Hey Folks,
I’m Ray — former software engineer, ex-TikToker/bydancer, and EZsite founder. I spent over 10 years in the used-car online space. One of the most popular features we built back then was auto-generated intro videos from car photos, highlighting trims, mileage, and selling points.
When Gemini VEO 3.1/Sora dropped, a realtor friend asked if I could do the same for her Zillow listings: “Can you turn my property photos into YouTube/TikTok videos for lead gen?” Challenge accepted.
I hacked together a prototype that automatically turns property photos into clean showcase videos, and I ran into some fun issues along the way.
Here’s the breakdown.
The Idea
Automatically convert property photos into professional-looking videos.
Pull listing data and images from Zillow.
Use AI to generate a storyboard and voiceover.
Create clip-by-clip videos and stitch them together with music, subtitles, and transitions.
Demo
Sample generated video: https://chatrealtor.ai/share/XJUKdL
Overall Approach
Flow looked like this:
Scrape Zillow data
Clean image lists
User selects images/adds custom prompts
Gemini detects and removes watermarks
Gemini generates storyboard and voiceover scripts
Concurrent Veo 3.1 video generation tasks
Poll task status periodically
FFmpeg stitching, subtitles, background music
Final output
Main logic runs in JS by vibe coding. Gemini models handle analysis, scripts, and watermark handling. Veo 3.1 does the image-to-video clips.
Tools I Used (and Recommend)
Gemini 2.5 Image: Watermark detection and removal; image understanding for room types/features.
Veo 3.1: Image-to-video clip generation for consistent visual fidelity.
FFmpeg: Post-processing for stitching, transitions, subtitles, and audio mixing.
Crawlbase: Handling Zillow’s anti-scraping reliably during prototyping.
EZsite.ai (AI Webcoding Tool similar to Lovable): Handy for spinning up quick landing pages and demo sites without wrestling with boilerplate. I used it to throw together a simple showcase page and submission form for agents—great for testing funnels and collecting feedback fast.

■ **PROBLEMS TO SOLVE**:
A – In the post about turning property photos into videos, what does Crawlbase handle?
B – Which tools does the post list under its "Tools I Used (and Recommend)" heading?

■ **DATA**:
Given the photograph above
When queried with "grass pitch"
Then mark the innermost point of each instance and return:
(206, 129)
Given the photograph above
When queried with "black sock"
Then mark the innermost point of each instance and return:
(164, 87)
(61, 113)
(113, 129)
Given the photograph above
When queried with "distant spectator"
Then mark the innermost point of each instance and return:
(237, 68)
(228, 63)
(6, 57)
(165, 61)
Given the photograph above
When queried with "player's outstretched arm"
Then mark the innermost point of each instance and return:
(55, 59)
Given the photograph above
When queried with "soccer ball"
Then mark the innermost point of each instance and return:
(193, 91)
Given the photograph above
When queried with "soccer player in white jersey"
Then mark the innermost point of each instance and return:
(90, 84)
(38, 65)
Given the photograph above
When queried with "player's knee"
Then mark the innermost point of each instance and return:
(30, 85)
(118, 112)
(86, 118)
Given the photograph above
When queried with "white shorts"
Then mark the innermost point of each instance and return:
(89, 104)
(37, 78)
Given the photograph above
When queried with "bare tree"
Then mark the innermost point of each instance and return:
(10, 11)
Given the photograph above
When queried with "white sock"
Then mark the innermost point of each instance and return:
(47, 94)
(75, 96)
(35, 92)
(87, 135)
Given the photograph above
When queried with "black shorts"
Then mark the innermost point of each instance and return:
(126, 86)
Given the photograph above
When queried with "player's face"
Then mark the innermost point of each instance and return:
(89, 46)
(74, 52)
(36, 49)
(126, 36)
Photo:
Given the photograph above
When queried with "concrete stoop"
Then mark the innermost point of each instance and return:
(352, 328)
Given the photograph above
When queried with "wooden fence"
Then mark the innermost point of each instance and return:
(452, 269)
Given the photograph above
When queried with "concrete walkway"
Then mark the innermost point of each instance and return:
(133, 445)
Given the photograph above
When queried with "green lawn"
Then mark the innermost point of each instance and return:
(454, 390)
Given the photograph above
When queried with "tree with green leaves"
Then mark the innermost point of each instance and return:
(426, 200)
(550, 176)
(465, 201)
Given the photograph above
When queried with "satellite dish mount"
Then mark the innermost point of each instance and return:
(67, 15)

■ **LIST OF SOLUTIONS**:
A – Crawlbase handles Zillow's anti-scraping reliably during prototyping.

B – Gemini 2.5 Image, Veo 3.1, FFmpeg, Crawlbase, EZsite.ai